REQUIRED TASKS:
**a.** According to the cycling trip account, how are the Glengarry Highland Games described?
**b.** Recast the cycling trip account's paragraph beginning "Day 2 took us out of Maxville" as a concise bulleted list that keeps its main facts.
**c.** Extend the cycling trip account, picking up right after its final sentence.

Check out my video of the Cycling Along the Saint Lawrence (to be made)

Ottawa to Montreal --> 236km (76km, 76km, 84km)

The first part of the trip, which actually started in a town south of Ottawa called Kemptville took us three days of riding to reach my cousin’s place in Montreal. It just so happened that the first day of the trip was also our first anniversary, so I planned for us to ride 75km to the town of Maxville so that we could go to the Glengarry Highland Games, the largest highland games outside of Scotland. Although it was a little on the expensive side to use their campgrounds and attend the games, it was an interesting experience nonetheless and a different kind of way to spend a first anniversary. The riding that day was quite on the boring side, as we were predominantly riding along county roads with farmland all around, which got a bit on the boring side after a while. Sima complained that he knees were a bit sore, but was otherwise in good spirits.

Day 2 took us out of Maxville as we headed south towards the Saint Lawrence River, past the beautiful town of Williamstown, which was first settled in 1785, by a largely Scottish diaspora that settled Upper Canada. When we reached Lancaster, we turned east and followed the South Service Road past a couple campgrounds, which would have provided excellent sleeping options had we not wanted to cycle further. In the end we made it all the way to Le Fort at Coteau-du-lac, where the remnants of an old British Fort stood, which was erected in order to defend against possible American aggression against Montreal. Le Fort was build in a location where the French had previously built a small canal that would enable boats to get past the shallow waters of the St. Lawrence. The British increased the size of the canal so as to allow bigger ships through and then build the fort.

After Sima’s first night of wild camping at Le Fort, we woke up early to pack up camp before people showed up, cooked breakfast and then had a little wander around the fort before getting on the bikes and continuing on the way to Montreal. Once you reach the Province of Quebec, the cycling infrastructure gets much better than on the Ontario side, and you can follow the Route Verte as it winds its way all over the province. Heading towards Montreal we were able to follow the Route Verte along the Canal de Soulange nearly all the way to the Island of Montreal. Crossing the bridge into Montreal, you arrive in what they call West Island, the part of the city where all the rich live. The ride along the southern side of Montreal towards the city centre is truly beautiful. We were lucky to be there on such a beautiful day and the parks and bike paths were filled with people making the most of the great weather.

Coordinate labeling data:
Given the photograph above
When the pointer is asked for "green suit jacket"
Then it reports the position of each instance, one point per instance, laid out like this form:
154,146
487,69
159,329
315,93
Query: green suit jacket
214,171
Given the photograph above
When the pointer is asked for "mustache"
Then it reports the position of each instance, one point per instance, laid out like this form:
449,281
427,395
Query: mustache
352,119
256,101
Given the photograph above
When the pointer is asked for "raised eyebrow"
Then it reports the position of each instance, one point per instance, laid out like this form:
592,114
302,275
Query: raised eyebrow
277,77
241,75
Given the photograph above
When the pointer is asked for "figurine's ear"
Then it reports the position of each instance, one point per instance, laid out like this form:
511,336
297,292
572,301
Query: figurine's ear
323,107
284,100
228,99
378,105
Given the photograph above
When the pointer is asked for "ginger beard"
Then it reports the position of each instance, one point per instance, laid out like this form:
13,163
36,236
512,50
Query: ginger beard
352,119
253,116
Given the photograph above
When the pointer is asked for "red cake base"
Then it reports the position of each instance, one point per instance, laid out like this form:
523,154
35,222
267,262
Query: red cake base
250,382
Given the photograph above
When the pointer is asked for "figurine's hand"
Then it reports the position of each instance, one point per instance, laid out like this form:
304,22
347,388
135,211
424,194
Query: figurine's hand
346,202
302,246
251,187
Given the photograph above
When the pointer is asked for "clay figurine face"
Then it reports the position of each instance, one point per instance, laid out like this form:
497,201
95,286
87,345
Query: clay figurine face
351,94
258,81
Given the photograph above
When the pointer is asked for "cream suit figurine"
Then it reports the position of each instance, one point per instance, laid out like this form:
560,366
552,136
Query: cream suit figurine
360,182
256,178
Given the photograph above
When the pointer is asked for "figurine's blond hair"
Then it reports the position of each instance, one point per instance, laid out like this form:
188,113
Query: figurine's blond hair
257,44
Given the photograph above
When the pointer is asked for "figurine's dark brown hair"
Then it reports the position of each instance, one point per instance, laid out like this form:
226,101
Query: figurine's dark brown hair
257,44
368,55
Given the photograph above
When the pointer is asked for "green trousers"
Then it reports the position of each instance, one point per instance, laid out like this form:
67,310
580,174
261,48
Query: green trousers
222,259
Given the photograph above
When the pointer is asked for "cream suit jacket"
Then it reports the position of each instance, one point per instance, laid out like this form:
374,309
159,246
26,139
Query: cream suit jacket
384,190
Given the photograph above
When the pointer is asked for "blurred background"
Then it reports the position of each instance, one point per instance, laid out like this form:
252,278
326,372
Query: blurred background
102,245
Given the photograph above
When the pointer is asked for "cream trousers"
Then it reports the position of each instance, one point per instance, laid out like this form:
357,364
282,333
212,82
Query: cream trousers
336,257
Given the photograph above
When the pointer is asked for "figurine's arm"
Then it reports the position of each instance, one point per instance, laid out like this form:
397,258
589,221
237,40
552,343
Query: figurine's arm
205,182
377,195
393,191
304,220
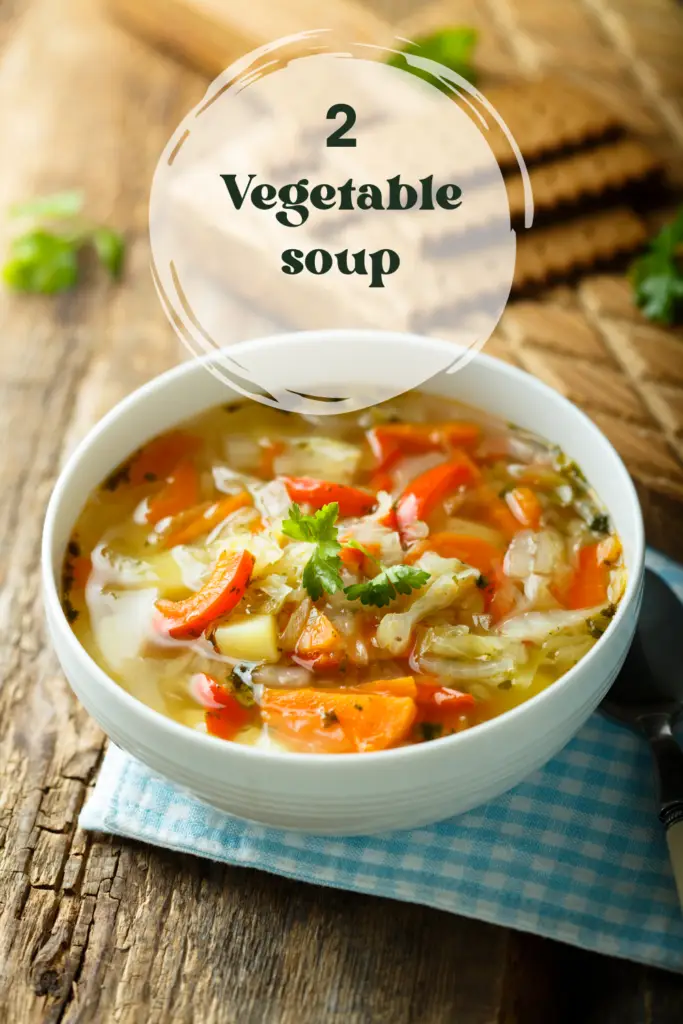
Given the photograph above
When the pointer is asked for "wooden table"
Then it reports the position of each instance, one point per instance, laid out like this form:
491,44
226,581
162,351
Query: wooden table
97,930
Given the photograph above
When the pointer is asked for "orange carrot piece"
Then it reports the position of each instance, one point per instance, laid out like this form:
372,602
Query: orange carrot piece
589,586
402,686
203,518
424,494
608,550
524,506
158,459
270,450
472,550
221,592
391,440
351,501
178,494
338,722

OUTPUTS BY TASK:
**a.** As the largest highland games outside of Scotland.

**b.**
- Left Maxville heading south toward the Saint Lawrence River.
- Passed Williamstown, first settled in 1785 by a largely Scottish diaspora that settled Upper Canada.
- Turned east at Lancaster and followed the South Service Road past a couple of campgrounds.
- Ended the day at Le Fort at Coteau-du-lac, the remnants of a British fort built to defend Montreal against possible American aggression.
- The French had earlier built a small canal there so boats could get past the shallow waters of the St. Lawrence.
- The British enlarged the canal for bigger ships and then built the fort.

**c.**
After 3 days of riding, we were due for a rest in Montreal and a chance to catch up with some cousins, an aunt and an uncle. We went out and had some amazing Montreal poutine, which is a famous French Canadian dish of french fries, curd cheese, and gravy, with the possibility of adding meat to it. With a short ineffective stop at a bike shop to drill out Sima’s rims to fit schrader valves, we went to my uncle’s house to use his drill and do it ourselves. 

Montreal to Quebec City --> 240km

Leaving the Island of Montreal, we followed a route that took us up to the north side of the island as we cycled towards Repentigny. Everything seemed to be going nicely, until I heard a loud bang. I immediately knew that the sidewall of Sima’s tire had exploded. After some careful consideration and realizing that all the bike shops are at least 10km away, I fixed her tire with some duct tape, inflated the tire to a low pressure and we pushed on 20km to Repentigny where we bought her a new tire and carried on another 35km until we reached a campground called Camping Chez Denise. The rest of the day was uneventful. We stopped at a grocery store before getting to the campsite and got some beer and food. We were lucky to meet some great people at the campsite and they allowed us to put our stuff in their fridge. Good times.

Day 5 of cycling took us 83km to Trois-Riviere. The day was beautiful and easy going with beautiful stops along the way. We arrived at our Warmshowers host in the late afternoon and had a really wonderful time with our wonderful host Lester, who’s wife passed away a couple years earlier, at which time he opened up his house to Couchsurfing and Warmshowers guests, in order to meet people and stay social. Considering his age (ask him, not me), he was very active and took us to town to show us around the city and explain to us its history, and we ended the night with dinner at a great little restaurant on the Rue des Forges. The next morning we had a bit of a sleep in and late breakfast before parting ways with Lester and heading off towards Quebec City.

While we didn’t expect to cycle the rest of the way in one day, we were about 40km into the day and Sima thought we might be able to make it all the way to Quebec City. The route was once again fantastic, often following along the side of Hwy. 138, with occasional detours through historic towns dating back to the early 1700s. If not for us leaving so late that morning we would have definitely made it all the way to Quebec City, but as nightfall was arriving, we decided to call it a day at Neuville, which is about 40km before Quebec City. As it were, my cousin lives on the other side of the St. Lawrence River about 40km away from Quebec City, so he came to pick us up and we would finish the last 40km after a couple days of rest and relaxation with family I hadn’t seen in about 9 years.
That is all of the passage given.